_ARTICLE_

━━━

Oscar-winning character actor Martin Landau was born on June 20, 1928, in Brooklyn, New York. At age 17, he was hired by the New York Daily News as a staff cartoonist and illustrator. In his five years on the paper, he served as the illustrator for Billy Rose’s “Pitching Horseshoes” column. He also worked for cartoonist Gus Edson on “The Gumps” comic strip. Landau’s major ambition was to act and, in 1951, he made his stage debut in “Detective Story” at the Peaks Island Playhouse in Peaks Island, Maine. He made his off-Broadway debut that year in “First Love”.
Landau was one of 2,000 applicants who auditioned for Lee Strasberg’s Actors Studio in 1955; only he and Steve McQueen were accepted. Landau was a friend of James Dean and McQueen, in a conversation with Landau, mentioned that he knew Dean and had met Landau. When Landau asked where they had met, McQueen informed him he had seen Landau riding on the back of Dean’s motorcycle into the New York City garage where he worked as a mechanic.
Landau acted during the mid-1950s in the television anthologies Playhouse 90 (1956), Studio One in Hollywood (1948), The Philco Television Playhouse (1948), Kraft Theatre (1947), Goodyear Playhouse (1951), and Omnibus (1952). He began making a name for himself after replacing star Franchot Tone in the 1956 off-Broadway revival of Anton Chekhov’s “Uncle Vanya,” a famous production that helped put off-Broadway on the New York theatrical map.

━━━

_RECORD LIST_
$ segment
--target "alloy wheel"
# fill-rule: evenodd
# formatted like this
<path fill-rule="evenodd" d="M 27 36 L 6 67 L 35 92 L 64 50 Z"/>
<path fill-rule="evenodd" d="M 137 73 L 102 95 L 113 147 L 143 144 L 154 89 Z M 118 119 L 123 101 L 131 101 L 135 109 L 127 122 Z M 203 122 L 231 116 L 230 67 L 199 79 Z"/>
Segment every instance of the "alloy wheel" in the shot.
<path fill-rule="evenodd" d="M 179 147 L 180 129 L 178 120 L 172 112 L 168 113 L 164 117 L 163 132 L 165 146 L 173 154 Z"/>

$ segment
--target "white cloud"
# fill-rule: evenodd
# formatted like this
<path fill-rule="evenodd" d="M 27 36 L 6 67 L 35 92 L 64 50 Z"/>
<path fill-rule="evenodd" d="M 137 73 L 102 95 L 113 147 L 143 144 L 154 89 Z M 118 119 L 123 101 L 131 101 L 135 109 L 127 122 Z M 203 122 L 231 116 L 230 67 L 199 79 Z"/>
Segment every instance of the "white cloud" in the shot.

━━━

_SET TASKS_
• a. In the biography of Martin Landau, who was the only other applicant accepted to the Actors Studio with him in 1955?
• b. Extend the Martin Landau biography past its final sentence.

_THE REPLIES_
• a. Steve McQueen

• b.
In 1957, he made a well-received Broadway debut in the play “Middle of the Night.” As part of the touring company with star Edward G. Robinson, he made it to the West Coast. He made his movie debut in Pork Chop Hill (1959), but scored on film as the heavy in Alfred Hitchcock’s classic thriller North by Northwest (1959), in which he was shot on top of Mount Rushmore while sadistically stepping on the fingers of Cary Grant, who was holding on for dear life to the cliff face. He also appeared in the blockbuster Cleopatra (1963), the most expensive film ever made up to that time, which nearly scuttled 20th Century-Fox and engendered one of the great public scandals, the Elizabeth Taylor-Richard Burton love affair that overshadowed the film itself. Despite the difficulties with the film, Landau’s memorable portrayal in the key role of Rufio was highly favored by the audience and instantly catapulted his popularity.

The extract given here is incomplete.